Segment Open

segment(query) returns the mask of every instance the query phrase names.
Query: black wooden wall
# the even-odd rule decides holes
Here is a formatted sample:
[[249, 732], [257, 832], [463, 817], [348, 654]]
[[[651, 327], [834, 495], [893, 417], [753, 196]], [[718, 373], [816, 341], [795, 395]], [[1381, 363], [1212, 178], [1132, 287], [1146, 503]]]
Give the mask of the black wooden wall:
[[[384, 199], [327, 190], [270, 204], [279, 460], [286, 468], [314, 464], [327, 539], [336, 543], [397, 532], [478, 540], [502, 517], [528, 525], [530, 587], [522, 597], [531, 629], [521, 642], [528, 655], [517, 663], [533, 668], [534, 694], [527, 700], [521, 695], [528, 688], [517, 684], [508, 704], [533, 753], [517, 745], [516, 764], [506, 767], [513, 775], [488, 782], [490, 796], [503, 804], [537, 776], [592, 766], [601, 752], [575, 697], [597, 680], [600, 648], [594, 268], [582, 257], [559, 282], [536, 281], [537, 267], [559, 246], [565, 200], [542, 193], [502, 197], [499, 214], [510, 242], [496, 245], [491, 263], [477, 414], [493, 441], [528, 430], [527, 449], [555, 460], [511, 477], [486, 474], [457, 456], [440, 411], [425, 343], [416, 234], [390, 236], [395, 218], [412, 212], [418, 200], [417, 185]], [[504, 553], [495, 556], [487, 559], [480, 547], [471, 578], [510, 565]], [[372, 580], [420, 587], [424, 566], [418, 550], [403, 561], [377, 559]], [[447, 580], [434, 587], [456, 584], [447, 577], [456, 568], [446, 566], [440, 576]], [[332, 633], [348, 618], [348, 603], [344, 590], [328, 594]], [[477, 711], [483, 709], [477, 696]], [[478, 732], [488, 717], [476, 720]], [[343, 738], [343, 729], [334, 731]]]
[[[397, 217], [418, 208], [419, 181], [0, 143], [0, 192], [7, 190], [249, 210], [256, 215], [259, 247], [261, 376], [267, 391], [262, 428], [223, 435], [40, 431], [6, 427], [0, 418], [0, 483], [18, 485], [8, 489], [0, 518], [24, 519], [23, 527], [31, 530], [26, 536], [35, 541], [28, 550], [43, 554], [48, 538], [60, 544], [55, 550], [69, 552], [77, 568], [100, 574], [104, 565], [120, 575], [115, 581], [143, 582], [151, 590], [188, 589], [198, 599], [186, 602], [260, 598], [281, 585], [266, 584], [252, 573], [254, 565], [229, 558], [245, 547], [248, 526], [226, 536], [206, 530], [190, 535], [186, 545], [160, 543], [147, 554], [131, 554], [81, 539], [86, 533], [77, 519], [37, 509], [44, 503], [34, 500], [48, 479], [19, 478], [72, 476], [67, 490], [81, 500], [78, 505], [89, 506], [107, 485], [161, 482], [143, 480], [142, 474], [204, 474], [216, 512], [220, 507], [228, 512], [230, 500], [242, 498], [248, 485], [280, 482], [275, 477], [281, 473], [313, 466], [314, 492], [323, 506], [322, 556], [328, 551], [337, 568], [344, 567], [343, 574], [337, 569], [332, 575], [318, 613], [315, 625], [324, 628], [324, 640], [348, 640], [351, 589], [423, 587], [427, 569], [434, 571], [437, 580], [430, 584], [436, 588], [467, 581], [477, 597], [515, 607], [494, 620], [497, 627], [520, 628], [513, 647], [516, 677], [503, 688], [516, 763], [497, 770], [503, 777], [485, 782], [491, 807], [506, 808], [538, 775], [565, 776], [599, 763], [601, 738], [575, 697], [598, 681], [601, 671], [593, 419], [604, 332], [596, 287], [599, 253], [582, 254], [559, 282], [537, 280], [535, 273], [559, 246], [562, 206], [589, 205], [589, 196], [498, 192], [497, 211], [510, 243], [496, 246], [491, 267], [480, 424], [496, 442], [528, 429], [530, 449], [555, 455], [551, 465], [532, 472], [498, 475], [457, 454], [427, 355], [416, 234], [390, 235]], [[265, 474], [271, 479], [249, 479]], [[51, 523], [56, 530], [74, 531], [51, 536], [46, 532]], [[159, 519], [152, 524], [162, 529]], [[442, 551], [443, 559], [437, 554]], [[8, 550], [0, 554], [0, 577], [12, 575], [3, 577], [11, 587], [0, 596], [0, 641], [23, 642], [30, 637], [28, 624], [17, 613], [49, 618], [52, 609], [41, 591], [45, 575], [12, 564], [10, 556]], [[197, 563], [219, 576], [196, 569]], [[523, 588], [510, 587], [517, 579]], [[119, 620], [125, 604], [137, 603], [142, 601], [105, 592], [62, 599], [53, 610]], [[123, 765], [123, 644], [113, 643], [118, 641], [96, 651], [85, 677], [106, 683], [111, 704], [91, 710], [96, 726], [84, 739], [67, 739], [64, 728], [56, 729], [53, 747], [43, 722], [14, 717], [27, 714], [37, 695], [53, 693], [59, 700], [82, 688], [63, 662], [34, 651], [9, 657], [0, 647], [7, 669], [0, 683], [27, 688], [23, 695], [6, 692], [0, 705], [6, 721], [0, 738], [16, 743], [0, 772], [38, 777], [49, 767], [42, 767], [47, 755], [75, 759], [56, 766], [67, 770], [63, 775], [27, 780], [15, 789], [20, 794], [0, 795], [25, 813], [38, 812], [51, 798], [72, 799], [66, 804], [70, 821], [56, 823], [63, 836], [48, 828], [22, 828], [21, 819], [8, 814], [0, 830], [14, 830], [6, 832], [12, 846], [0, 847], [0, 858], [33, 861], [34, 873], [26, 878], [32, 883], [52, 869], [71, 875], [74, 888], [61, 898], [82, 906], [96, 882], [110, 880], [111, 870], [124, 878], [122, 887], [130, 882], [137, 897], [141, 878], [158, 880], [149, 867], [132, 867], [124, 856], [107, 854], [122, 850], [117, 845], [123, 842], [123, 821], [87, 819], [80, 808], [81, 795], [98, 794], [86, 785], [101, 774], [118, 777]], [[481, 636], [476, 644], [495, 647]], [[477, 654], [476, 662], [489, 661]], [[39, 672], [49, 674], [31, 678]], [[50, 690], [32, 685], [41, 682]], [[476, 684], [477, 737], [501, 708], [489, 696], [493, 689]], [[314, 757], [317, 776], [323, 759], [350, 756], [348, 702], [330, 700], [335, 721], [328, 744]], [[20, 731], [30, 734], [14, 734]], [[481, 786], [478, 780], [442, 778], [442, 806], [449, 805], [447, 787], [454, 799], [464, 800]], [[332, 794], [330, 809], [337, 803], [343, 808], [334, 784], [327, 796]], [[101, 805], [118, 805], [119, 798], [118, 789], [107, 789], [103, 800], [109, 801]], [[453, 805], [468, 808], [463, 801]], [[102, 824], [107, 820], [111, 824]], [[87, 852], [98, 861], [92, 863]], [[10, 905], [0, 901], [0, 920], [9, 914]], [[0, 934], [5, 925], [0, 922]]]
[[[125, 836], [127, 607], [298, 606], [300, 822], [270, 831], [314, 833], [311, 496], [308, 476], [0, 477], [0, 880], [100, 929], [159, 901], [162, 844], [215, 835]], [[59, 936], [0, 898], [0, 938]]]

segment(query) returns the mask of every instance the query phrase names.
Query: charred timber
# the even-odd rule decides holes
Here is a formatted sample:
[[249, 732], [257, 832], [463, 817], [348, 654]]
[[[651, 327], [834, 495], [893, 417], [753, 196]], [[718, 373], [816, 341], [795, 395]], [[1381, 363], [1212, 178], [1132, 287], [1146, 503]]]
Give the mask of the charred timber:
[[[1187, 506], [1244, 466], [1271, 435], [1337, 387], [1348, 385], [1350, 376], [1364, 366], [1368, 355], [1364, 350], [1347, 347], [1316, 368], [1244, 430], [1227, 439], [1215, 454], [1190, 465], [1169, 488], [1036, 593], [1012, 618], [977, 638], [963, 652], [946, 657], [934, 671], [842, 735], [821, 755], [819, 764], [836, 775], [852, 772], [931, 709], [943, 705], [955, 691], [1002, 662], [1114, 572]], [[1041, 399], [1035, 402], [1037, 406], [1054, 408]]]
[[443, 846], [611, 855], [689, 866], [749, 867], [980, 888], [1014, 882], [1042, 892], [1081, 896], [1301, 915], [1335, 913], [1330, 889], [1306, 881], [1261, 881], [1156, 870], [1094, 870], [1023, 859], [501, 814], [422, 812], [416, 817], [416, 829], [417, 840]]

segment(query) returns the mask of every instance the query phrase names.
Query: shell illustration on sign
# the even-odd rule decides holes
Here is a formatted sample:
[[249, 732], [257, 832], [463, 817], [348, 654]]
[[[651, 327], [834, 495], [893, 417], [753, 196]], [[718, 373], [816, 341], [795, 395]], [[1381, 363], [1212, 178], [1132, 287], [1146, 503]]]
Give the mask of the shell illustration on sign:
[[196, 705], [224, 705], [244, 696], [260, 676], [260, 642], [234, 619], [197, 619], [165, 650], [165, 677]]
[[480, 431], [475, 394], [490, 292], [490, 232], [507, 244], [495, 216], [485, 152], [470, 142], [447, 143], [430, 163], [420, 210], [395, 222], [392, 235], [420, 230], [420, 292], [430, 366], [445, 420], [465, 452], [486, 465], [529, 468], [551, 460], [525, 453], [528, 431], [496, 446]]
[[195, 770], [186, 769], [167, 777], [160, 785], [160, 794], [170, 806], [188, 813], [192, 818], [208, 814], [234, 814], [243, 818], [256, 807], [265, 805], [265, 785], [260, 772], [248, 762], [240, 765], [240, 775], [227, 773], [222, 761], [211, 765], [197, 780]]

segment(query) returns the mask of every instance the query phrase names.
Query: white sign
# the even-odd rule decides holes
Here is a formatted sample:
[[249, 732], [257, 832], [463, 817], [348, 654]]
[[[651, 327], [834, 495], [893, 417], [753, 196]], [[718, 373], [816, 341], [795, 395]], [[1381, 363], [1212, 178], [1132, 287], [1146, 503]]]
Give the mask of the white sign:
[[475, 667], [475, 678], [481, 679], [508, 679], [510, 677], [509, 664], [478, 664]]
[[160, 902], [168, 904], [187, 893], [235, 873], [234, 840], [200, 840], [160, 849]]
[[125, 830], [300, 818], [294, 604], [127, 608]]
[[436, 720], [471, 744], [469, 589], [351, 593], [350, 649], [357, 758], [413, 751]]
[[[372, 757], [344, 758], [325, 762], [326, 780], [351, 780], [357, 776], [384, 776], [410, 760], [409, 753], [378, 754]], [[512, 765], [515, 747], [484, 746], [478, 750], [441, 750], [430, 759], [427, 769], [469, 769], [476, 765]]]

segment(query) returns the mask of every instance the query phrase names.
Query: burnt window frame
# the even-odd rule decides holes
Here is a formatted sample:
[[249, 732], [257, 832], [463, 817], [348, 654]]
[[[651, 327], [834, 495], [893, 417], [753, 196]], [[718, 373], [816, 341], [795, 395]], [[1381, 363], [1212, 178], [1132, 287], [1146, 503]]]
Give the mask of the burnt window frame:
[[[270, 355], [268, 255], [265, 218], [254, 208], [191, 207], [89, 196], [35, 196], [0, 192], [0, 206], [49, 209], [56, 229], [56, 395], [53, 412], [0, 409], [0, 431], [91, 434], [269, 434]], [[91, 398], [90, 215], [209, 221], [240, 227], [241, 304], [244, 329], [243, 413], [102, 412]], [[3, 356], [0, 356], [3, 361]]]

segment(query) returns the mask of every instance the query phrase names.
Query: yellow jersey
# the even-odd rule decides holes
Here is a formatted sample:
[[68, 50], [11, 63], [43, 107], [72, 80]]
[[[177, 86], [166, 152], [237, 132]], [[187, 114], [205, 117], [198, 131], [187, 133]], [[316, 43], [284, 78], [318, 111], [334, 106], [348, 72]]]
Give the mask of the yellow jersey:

Segment Closed

The sole response should be the count of lines in the material holding the string "jersey".

2